### EXERCISE TASK
Reproduce verbatim the portion of the page on Homebrew bottle sizes starting at "I aim to retrieve" and ending at "to a minimum.".

### EXTRACT TO READ
[Begin]

Analyzing the size of Homebrew formulae bottles
The Homebrew formula JSON API does not provide package size information for bottles1.
I aim to retrieve package sizes regularly in order to build a database of (package, version, bottle_arch) -> size
pairs for future analysis.
This analysis could capture:
- Package growth over time
- Total estimated archive size
- Spikes in package size indicating significant changes warranting further inspection
- Expired or broken package URL for rarely-updated formulae with rarely-downloaded bottles
- Packages to target for size optimization, from individual relief to humanity-scale savings.
This is currently mostly an experiment in using simple CLI tools like Make and curl to do some data engineering and science that has the above useful implications.
- KISS, to the level of probably dumb.
- Use CLI tools as much as possible; keep code to a minimum.
- Anything that can be installed via Homebrew is fair to use.
- Prioritize concurrency using simple tools such as Make
-j
, xargs, parallel, fd, ripgrep, etc. - Rebuilding the database from scratch means losing data, so avoid that.
make formula.json # get the data file
make urls # split it out
make sizes # get the sizes
stateDiagram-v2
Formulajson : Homebrew API \n formula.json
Urls : One URL file per URL
Database : Database (Unspecified Format)
[*] --> Formulajson : retrieve latest database
Formulajson --> Urls : extract triplets, write URL files
state fork_state <<fork>>
state join_state <<join>>
Urls --> fork_state : list URL files
fork_state --> HTTPRequest1 : retrieve package size
fork_state --> HTTPRequest2 : through HEAD requests
fork_state --> HTTPRequestN : to all URLs in files
HTTPRequest1 --> Sizes1 : write size file
HTTPRequest2 --> Sizes2 : write size file
HTTPRequestN --> SizesN : write size file
Sizes1 --> join_state
Sizes2 --> join_state
SizesN --> join_state
join_state --> Database
Database --> [*]
note left of fork_state
One size file per retrieved URL
end note
It takes around 80 minutes to run for me two requests at a time in order not to trigger some kind of speed limit at my ISP level 2.
You can check the counts of urls and size files by running something like this:
fd .url data | wc -l
fd .size data | wc -l
If the numbers are the same, you've got the data for the current formula.json
.
Footnotes
-
A bottle is a pre-packaged archive of a formula available in Homebrew. See https://docs.brew.sh/Bottles for more information. ↩
-
It's not ghcr.io rate-limiting me. My gateway is working fine but my ISP drops the upstream connection. It's probably some kind of DDOS protection at the DNS level. See notes.txt for ways I might get around this since curl does a DNS lookup every time it launches. ↩

[End]

### ITEMS

[Begin]

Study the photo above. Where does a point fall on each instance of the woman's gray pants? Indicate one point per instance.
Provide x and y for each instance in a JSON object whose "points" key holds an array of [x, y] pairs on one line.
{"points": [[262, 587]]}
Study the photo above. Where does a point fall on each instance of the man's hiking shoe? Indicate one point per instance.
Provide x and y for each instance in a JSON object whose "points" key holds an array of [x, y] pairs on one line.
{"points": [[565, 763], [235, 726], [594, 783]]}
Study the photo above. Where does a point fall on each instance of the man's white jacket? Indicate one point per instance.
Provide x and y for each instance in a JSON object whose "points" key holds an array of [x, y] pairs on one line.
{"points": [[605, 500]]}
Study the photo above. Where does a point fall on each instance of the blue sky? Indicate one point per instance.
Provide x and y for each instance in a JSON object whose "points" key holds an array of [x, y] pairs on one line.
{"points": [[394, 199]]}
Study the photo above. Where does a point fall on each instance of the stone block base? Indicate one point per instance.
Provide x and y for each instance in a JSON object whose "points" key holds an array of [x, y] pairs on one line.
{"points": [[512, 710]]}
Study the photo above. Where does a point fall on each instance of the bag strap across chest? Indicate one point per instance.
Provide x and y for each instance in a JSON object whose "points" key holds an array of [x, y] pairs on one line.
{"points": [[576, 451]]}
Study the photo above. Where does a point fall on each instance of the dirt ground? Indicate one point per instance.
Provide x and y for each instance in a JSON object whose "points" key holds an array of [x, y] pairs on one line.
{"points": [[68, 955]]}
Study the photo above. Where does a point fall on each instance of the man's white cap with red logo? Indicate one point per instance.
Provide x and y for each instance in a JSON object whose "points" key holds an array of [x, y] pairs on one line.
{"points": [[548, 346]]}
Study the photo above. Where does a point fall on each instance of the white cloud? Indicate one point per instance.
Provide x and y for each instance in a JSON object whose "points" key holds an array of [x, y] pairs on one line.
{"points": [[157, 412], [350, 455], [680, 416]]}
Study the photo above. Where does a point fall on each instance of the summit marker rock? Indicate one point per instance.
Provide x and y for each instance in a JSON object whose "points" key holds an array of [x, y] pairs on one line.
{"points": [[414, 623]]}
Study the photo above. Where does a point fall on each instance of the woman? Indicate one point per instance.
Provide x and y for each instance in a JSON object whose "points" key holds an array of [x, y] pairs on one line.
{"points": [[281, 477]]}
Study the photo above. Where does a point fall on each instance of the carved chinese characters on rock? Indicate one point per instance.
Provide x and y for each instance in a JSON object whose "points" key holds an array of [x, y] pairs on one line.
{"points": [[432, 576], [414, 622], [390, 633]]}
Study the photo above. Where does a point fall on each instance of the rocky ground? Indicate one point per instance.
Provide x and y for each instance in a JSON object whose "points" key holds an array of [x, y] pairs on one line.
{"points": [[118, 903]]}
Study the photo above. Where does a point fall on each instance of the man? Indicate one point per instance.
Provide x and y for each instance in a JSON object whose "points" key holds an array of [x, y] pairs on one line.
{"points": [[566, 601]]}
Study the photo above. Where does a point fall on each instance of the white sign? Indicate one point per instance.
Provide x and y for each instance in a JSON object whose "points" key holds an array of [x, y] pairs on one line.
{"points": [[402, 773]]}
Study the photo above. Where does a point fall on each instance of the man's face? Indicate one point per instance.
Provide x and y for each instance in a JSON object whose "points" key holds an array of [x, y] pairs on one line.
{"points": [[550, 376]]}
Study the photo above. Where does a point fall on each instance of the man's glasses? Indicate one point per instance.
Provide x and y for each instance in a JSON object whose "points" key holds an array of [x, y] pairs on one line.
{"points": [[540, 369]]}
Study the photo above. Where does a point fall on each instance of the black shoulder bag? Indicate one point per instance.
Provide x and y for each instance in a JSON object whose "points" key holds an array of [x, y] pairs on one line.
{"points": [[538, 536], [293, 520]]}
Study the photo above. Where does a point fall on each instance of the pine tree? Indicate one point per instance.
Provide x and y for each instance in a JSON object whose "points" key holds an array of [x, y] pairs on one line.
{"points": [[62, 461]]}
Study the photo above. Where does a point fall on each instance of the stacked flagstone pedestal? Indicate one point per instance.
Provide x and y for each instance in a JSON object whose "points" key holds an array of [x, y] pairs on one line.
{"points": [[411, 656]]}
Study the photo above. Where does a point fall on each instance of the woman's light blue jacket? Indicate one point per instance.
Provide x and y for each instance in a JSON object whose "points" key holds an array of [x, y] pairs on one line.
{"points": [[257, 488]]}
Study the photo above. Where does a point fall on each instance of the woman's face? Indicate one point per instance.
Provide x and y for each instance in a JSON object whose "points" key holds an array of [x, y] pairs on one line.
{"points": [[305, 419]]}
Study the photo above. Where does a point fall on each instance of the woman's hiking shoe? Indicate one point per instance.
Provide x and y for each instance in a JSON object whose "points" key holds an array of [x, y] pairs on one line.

[End]

### EXPECTED ANSWER
I aim to retrieve package sizes regularly in order to build a database of (package, version, bottle_arch) -> size
pairs for future analysis.
This analysis could capture:
- Package growth over time
- Total estimated archive size
- Spikes in package size indicating significant changes warranting further inspection
- Expired or broken package URL for rarely-updated formulae with rarely-downloaded bottles
- Packages to target for size optimization, from individual relief to humanity-scale savings.
This is currently mostly an experiment in using simple CLI tools like Make and curl to do some data engineering and science that has the above useful implications.
- KISS, to the level of probably dumb.
- Use CLI tools as much as possible; keep code to a minimum.